§ Record list
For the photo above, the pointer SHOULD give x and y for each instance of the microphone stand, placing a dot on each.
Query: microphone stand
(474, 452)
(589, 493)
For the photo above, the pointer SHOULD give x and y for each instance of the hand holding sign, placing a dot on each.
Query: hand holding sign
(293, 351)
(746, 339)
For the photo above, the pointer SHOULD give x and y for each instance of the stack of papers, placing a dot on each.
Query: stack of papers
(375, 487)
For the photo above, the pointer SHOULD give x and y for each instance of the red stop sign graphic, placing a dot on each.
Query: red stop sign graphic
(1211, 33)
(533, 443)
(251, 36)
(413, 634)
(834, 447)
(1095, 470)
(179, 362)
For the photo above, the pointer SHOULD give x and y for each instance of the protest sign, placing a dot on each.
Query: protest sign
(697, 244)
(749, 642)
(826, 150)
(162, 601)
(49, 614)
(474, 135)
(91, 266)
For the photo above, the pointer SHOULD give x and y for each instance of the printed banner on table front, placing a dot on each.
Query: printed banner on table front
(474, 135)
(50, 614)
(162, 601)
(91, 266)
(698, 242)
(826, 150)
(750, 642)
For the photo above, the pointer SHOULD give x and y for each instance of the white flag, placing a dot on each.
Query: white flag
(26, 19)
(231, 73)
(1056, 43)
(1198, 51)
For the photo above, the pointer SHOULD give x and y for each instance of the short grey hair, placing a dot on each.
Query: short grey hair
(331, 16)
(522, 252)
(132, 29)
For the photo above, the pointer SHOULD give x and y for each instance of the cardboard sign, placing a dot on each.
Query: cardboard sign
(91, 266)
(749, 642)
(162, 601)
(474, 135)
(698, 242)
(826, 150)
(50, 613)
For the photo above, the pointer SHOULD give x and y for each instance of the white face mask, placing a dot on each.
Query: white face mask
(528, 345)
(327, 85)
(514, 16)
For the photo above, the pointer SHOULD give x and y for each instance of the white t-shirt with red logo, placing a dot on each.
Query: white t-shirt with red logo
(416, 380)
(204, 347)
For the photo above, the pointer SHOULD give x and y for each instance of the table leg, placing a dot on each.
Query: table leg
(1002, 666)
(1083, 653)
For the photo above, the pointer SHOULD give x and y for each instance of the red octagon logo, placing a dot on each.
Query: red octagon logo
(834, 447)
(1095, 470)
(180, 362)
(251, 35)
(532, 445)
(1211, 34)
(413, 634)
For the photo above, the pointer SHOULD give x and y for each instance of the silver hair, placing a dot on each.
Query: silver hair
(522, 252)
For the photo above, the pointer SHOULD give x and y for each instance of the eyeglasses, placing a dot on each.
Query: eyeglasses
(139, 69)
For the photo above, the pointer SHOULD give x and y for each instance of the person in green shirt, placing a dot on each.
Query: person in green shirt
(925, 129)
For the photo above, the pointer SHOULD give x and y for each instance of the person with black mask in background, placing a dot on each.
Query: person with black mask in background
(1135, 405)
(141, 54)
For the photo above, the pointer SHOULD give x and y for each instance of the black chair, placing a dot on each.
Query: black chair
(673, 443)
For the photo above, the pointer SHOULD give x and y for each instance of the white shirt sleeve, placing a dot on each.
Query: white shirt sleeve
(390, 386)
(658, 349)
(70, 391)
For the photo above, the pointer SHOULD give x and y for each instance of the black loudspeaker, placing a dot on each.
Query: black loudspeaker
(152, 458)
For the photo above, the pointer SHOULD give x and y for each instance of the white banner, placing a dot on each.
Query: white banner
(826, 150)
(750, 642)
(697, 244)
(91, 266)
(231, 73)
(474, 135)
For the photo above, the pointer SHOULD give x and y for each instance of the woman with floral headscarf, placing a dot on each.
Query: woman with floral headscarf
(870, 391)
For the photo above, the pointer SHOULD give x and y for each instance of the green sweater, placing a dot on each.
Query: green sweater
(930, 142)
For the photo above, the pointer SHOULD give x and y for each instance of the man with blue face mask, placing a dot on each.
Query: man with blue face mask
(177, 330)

§ Exercise task
Rewrite the records as a numbered list, from the first line through the line containing "(1083, 653)", leaving out any blank lines.

§ Problem solution
1. For the photo above, the pointer SHOULD give x and y for each instance of the microphone stand, placing a dot on each.
2. Query: microphone stand
3. (474, 452)
4. (589, 493)
5. For the photo above, the pointer SHOULD give x and y for each instance of the hand holding sign, placing a dot on each.
6. Query: hand holding sign
7. (293, 351)
8. (746, 339)
9. For the photo above, the pointer SHOULD give x and y for each instance of the stack of papers, placing a dot on each.
10. Query: stack of papers
11. (375, 487)
12. For the photo above, the pointer SHOULD give x and y for each instance of the red stop sign graphic, placing a dot on each.
13. Query: red stop sign graphic
14. (1211, 33)
15. (533, 443)
16. (251, 36)
17. (413, 634)
18. (834, 447)
19. (1095, 470)
20. (179, 362)
21. For the photo above, the pointer SHOULD give x and y for each instance of the protest sign, placing a dot on each.
22. Query: protest sign
23. (697, 244)
24. (749, 642)
25. (826, 150)
26. (162, 601)
27. (49, 614)
28. (474, 135)
29. (91, 266)
30. For the photo above, the pointer SHOULD give x and y for each instance of the printed banner on table front, placing a dot on each.
31. Query: printed banner on table front
32. (474, 135)
33. (50, 614)
34. (162, 601)
35. (91, 266)
36. (698, 242)
37. (826, 150)
38. (750, 642)
39. For the photo above, the pointer SHOULD give x and y for each instance of the white flag, placing a dot on each.
40. Query: white flag
41. (26, 19)
42. (231, 73)
43. (1056, 43)
44. (1198, 51)
45. For the photo above, the pointer SHOULD give x and y for each instance of the short grey hair, placing a dot on each.
46. Query: short grey hair
47. (331, 16)
48. (522, 252)
49. (132, 29)
50. For the photo above, the pointer SHOULD give x and y for each instance of the cardboard sign, placing a dot on each.
51. Query: cardboard sign
52. (91, 266)
53. (749, 642)
54. (162, 601)
55. (474, 135)
56. (698, 242)
57. (826, 150)
58. (50, 613)
59. For the photo above, the pointer SHOULD give x and y for each instance of the white face mask, placing a dot on each.
60. Query: white face mask
61. (528, 345)
62. (327, 85)
63. (514, 16)
64. For the photo above, the pointer SHOULD give x and y for each instance of the white t-shirt with red logo, placing a dot on each.
65. Query: white t-shirt with red logo
66. (416, 380)
67. (204, 347)
68. For the photo above, the pointer SHOULD give x and y for each instance of the table leg, placing a dot on each.
69. Query: table leg
70. (1002, 666)
71. (1083, 653)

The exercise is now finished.